» READING TEXT:
Synthetic Data Generation

dropna() Function

Remove images with no detected objects to maintain dataset quality and training effectiveness.

Overview

The dropna() function removes images that have no detected objects from your dataset. This is essential for maintaining dataset quality and ensuring all images contribute meaningful training data for your models.

Key Benefits

Remove Empty Images

Clean up dataset automatically

Improve Quality

Ensure all images have labels

Optimize Training

Better model performance

Function Signature

python

def dropna(self) -> None:

What It Does

Automatic Cleanup Process

The dropna() function automatically:

• Identifies images with no detected objects
• Removes both image files and corresponding label files
• Updates the dataset structure
• Maintains file organization
• Provides feedback on removed files

text

# Before dropna()
# dataset/
# ├── images/
# │   ├── image001.jpg  # Has objects
# │   ├── image002.jpg  # No objects (empty)
# │   ├── image003.jpg  # Has objects
# │   └── image004.jpg  # No objects (empty)
# └── labels/
#     ├── image001.txt  # Contains labels
#     ├── image002.txt  # Empty file
#     ├── image003.txt  # Contains labels
#     └── image004.txt  # Empty file

detection_dataset.dropna()

# After dropna()
# dataset/
# ├── images/
# │   ├── image001.jpg  # Kept (has objects)
# │   └── image003.jpg  # Kept (has objects)
# └── labels/
#     ├── image001.txt  # Kept (has labels)
#     └── image003.txt  # Kept (has labels)

Basic Examples

Simple Cleanup

python

from cvpal.generate import DetectionDataset

# Initialize and generate dataset
detection_dataset = DetectionDataset()
detection_dataset.generate(
    prompt="a cat sitting on a chair",
    num_images=10,
    labels=["cat", "chair"],
    output_type="yolo"
)

# Check for empty images first
empty_images = detection_dataset.isnull()
print(f"Found {len(empty_images)} empty images")

# Remove empty images
detection_dataset.dropna()

# Verify cleanup
remaining_empty = detection_dataset.isnull()
print(f"Remaining empty images: {len(remaining_empty)}")

Quality Control Workflow

python

# Complete quality control workflow
def clean_dataset(detection_dataset):
    # 1. Check current state
    empty_images = detection_dataset.isnull()
    total_images = len(detection_dataset.images)  # Assuming this property exists
    
    print(f"Dataset status:")

» DATASET SECTION:
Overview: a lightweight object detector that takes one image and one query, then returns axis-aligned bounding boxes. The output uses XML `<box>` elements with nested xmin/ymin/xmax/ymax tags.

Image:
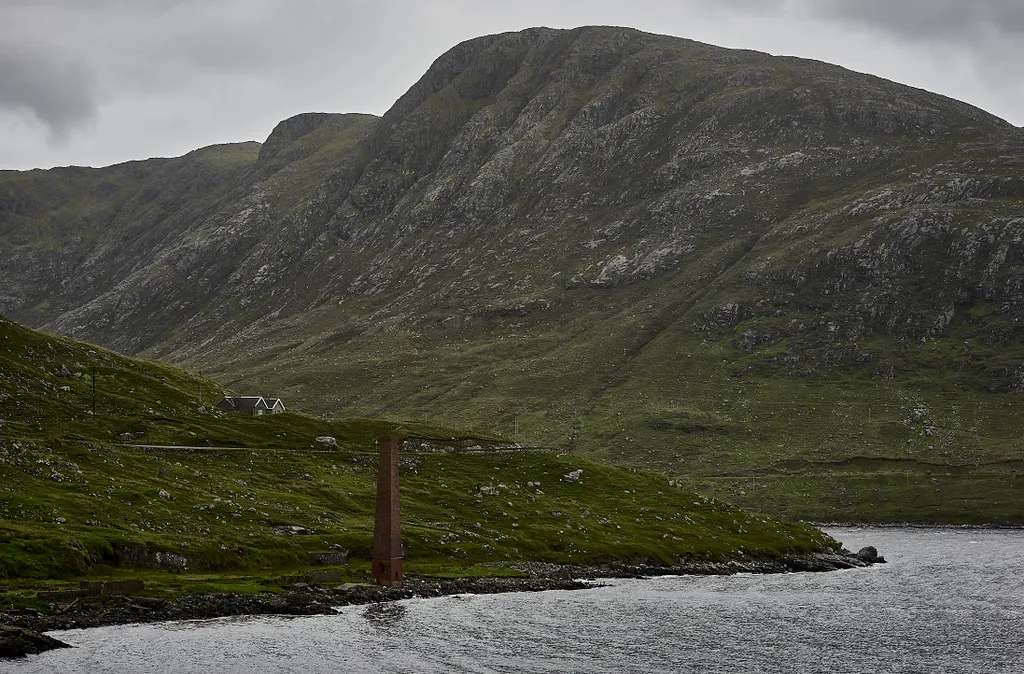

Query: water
<box><xmin>0</xmin><ymin>529</ymin><xmax>1024</xmax><ymax>674</ymax></box>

» DIRECTIVE:
Please reproduce the passage of the dropna() page above, word for word, from "Remove images with" to "for your models.".

» RESULT OF THIS EXERCISE:
Remove images with no detected objects to maintain dataset quality and training effectiveness.

Overview

The dropna() function removes images that have no detected objects from your dataset. This is essential for maintaining dataset quality and ensuring all images contribute meaningful training data for your models.